# DIRECTIONS:
For the listing below, output exactly the lines from the line with "Where can the water" up to and including the line with "Where can the green", and no other lines.

# PROVIDED RECORDS:
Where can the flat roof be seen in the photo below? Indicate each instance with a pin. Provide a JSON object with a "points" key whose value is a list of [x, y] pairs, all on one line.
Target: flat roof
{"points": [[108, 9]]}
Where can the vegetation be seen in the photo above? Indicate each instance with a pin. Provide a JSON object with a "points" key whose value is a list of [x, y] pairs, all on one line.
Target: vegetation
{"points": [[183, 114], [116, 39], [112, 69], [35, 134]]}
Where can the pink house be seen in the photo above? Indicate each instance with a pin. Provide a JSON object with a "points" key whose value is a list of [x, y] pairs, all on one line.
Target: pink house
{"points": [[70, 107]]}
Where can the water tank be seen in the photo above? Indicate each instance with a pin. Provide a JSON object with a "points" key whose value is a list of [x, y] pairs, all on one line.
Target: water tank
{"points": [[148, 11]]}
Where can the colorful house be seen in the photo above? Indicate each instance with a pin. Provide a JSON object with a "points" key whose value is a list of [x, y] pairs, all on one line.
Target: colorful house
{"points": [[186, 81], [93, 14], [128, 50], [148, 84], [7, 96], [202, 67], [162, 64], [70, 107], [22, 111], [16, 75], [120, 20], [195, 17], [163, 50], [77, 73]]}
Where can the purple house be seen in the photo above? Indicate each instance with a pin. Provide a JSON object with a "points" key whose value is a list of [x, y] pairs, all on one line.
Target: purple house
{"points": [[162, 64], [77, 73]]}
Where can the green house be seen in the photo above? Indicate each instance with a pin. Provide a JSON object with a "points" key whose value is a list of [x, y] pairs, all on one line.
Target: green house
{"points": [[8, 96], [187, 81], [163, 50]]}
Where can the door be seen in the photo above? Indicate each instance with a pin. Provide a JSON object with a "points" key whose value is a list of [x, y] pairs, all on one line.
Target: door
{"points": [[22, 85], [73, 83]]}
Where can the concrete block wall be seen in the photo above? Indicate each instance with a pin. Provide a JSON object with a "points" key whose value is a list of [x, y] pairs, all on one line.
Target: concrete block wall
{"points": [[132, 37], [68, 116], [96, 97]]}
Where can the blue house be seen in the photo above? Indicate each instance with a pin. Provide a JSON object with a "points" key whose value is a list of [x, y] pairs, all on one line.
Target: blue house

# RESPONSE:
Where can the water tank be seen in the photo above? Indicate each instance with a pin. Provide a JSON object with a "points" key whose value is a list of [x, y] pairs, all on one line.
Target: water tank
{"points": [[148, 11]]}
Where can the colorful house be seen in the photo above? Indicate each instance with a pin. Provide a JSON object with a "points" key whose value is a list of [x, y] pairs, all on one line.
Target: colorful house
{"points": [[186, 81], [93, 14], [128, 50], [148, 84], [7, 96], [202, 67], [162, 64], [70, 107], [22, 111], [16, 75], [120, 20], [195, 17], [163, 50], [77, 73]]}
Where can the purple house be seen in the photo above? Indicate each instance with a pin. Provide a JSON object with a "points" key whose value is a list of [x, y] pairs, all on one line.
Target: purple house
{"points": [[162, 64], [77, 73]]}
Where can the green house be seen in the photo above? Indicate each instance with a pin. Provide a JSON object with a "points" key whose value is a list of [x, y] pairs, all on one line.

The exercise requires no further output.